### GIVEN PROBLEM:
Continue the passage about foster children's need for love, picking up after its final sentence.
** START PAGE TEXT **
Updated: Jun 11, 2018

A child in foster care has one true wish and one real desire, more than anything else, and that is to be loved. As foster parents, you can protect the child from harm, provide a safe and secure home, offer nutritious meals, and open up a doorway of opportunities for foster children, granting them new and exciting experiences that they may never have dreamed of.


Yet, with all of this, foster children really crave love the most. They want to be loved, and they need to be loved. After all, every child deserves to be loved.

Not only do children deserve love, they need it in order to grow in a healthy manner. The greatest gift you and I have been given is love. While there are many forms of love, the strongest one, and most important for a foster child, is that of unconditional love. Sadly, many children in foster care either do not receive this love at all, or receive it too late, after too much emotional damage has been done.


Children in foster care often come with a variety of illnesses and a host of other problems, due to previous living conditions, as well as neglect. Many times, these children also suffer from mental health issues. These might include anxiety related disorders, Reactive Attachment Disorder (RAD), anger issues, panic disorder, depression, and so on. What they need the most is to be loved, despite all their challenges; despite their conditions; despite whatever label society might place upon them.
** END PAGE TEXT **
** START RECORDS **
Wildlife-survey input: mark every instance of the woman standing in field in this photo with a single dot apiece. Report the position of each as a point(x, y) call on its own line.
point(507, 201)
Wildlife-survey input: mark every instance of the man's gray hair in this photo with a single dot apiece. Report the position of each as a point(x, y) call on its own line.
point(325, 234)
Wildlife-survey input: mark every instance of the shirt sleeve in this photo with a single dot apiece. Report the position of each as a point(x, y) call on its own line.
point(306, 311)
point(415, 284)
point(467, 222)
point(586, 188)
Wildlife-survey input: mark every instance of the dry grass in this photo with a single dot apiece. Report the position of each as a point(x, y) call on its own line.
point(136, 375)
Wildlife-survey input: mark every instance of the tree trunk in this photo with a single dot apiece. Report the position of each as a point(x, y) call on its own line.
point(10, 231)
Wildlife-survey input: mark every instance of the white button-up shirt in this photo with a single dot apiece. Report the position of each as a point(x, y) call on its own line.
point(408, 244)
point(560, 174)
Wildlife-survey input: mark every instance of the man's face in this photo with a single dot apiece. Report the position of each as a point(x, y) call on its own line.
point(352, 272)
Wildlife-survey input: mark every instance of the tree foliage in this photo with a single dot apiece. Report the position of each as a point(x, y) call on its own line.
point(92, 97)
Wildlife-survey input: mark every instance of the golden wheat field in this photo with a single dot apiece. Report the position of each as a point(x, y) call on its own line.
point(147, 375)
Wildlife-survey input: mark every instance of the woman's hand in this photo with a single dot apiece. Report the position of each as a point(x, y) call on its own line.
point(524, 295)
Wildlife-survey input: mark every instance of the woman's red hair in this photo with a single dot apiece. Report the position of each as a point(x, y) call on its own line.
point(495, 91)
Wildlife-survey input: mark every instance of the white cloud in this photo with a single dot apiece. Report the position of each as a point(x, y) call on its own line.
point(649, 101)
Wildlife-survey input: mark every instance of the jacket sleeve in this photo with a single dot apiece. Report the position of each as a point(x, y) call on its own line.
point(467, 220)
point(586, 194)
** END RECORDS **
### TASK ANSWER:
Unconditional love is simply being loved without restrictions or stipulations. For a foster child who may have been abused and/or neglected, this type of unconditional love is most important, yet probably unknown. A foster parent’s love is quite essential to the child’s health, well-being and future. Without this type of love, a love that does not judge and is forgiving, a foster child will not form necessary and healthy attachment with others, resulting in a number of attachment disorders. Foster children who suffer from these disorders will have great difficulty connecting with others, as well as managing their own emotions, not only during their childhood and time in foster care, but many times throughout the remainder of their lives.


Emotional difficulties such as a lack of self-worth, trust, and the need to be in control often result in the lack of unconditional and healthy parental love. As anyone who has worked with foster children will tell you, most foster children face an enormous amount of emotional issues, many times stemming from the lack of healthy love; the love of a parent figure. After all, as a foster parent, you might just be the only adult in their lives who might offer them unconditional love.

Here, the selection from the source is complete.